[Aim of the exercise] Please list each line in the records below that contains the word "Place", copying every such line in full. Case counts, so match capital and lowercase letters exactly.

[Data records]
## Start

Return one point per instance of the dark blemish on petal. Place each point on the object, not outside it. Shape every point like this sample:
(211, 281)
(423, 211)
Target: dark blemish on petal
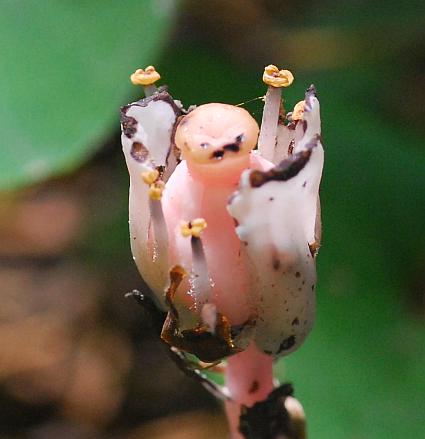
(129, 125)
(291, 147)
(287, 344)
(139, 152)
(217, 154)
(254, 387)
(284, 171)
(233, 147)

## End
## Start

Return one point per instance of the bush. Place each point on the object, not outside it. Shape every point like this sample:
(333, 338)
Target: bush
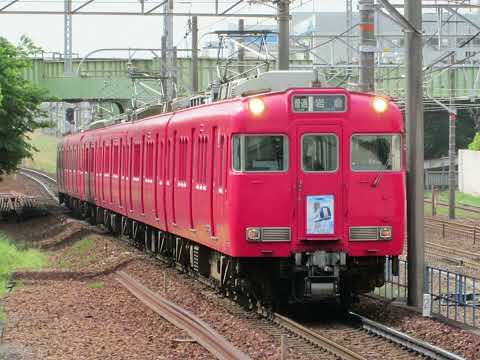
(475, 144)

## End
## Start

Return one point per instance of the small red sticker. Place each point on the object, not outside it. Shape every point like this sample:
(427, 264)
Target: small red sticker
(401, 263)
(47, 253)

## End

[Expected output]
Return one point per instance of the dark blemish on petal. Place each point on the object, not outside it. Shape every point like this sample:
Return one point per instance of the bush. Place each point on the object, not outside it. Shape every point like this sample:
Return one point per instance of the small red sticker. Place each point on the object, not outside it. Shape every point like this sample:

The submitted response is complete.